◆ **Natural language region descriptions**
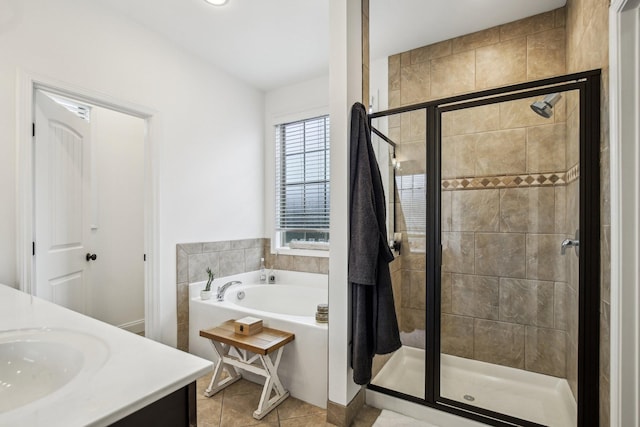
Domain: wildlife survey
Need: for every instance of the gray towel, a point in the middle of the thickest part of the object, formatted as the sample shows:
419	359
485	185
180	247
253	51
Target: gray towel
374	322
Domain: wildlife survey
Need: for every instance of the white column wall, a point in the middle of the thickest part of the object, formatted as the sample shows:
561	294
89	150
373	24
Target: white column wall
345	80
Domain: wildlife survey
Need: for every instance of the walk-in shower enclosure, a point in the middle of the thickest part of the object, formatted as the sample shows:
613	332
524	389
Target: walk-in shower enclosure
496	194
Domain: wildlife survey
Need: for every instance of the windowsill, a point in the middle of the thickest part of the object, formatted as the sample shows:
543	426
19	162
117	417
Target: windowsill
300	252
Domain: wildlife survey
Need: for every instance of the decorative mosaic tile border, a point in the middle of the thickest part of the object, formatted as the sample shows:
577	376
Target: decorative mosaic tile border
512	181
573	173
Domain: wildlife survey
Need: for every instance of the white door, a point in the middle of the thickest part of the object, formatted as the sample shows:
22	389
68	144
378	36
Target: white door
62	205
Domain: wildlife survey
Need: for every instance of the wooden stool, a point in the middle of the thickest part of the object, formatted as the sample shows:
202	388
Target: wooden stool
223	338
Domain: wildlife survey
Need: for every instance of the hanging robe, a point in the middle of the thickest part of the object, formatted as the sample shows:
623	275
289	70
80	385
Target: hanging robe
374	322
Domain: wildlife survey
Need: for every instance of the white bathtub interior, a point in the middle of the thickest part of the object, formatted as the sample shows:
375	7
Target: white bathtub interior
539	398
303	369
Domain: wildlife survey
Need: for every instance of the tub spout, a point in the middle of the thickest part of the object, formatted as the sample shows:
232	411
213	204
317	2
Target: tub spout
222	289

◆ **Task requirements**
Please repeat the data verbatim and leave the pictures out of your copy.

◆ **Task response**
Domain: wildlife survey
Need: for every instance of the gray towel, a point in the middle of the thickest part of the object, formatted as the sample shows:
419	359
485	185
180	247
253	51
Target: gray towel
374	322
Domain: wildlife survey
Need: for every instance of the white column wall, a point in the middle of the thickest part of the object, formatted as the sample shows:
561	294
89	150
373	24
Target: white column wall
345	80
Domain: wildlife survey
Need: for every instance of the walk-in shower enclosure, a point in the middle of the thickest part of the object, formatted as the sample shows:
613	332
524	389
Target: walk-in shower enclosure
496	194
Domain: wildlife survey
Need: for every instance of the windowsill, a point in the middle of the thickest part of the object, formatted as the sample shows:
543	426
19	162
117	417
Target: windowsill
300	252
Domain: wildlife survey
Need: for every instance of the decorative mosaic tile border, a point in the middle of the thickest part of the object, formatted as the sample shows:
577	376
Target: decorative mosaic tile border
512	181
573	173
Domain: wildlife survey
Need: for every instance of the white door, a point in the middle of the thickest part of the object, formatted as the sample shows:
22	389
68	144
378	36
Target: white door
62	205
Domain: wildlife survey
Need: for every instance of the wooden stool, a point in the middle of the thickest part of the object, formatted as the sample shows:
202	388
Target: wooden stool
223	338
Domain: wildlife survey
Need: for every instance of the hanging robe, a point in the middle of the thickest part of the object, formatted as the sample shows:
623	275
289	70
80	385
Target: hanging robe
374	322
Domain: wildlife survey
Need: for every instance of the white bathtub interior, a point in the middle of the thickest part of the object, formatted as the sample shows:
375	7
Target: white bathtub interior
539	398
303	369
Domain: wildlife survey
Need: for every instance of the tub spout, a point in the middle of the thickest part of the object, formatted as the sample shows:
232	411
213	204
317	2
Target: tub spout
222	289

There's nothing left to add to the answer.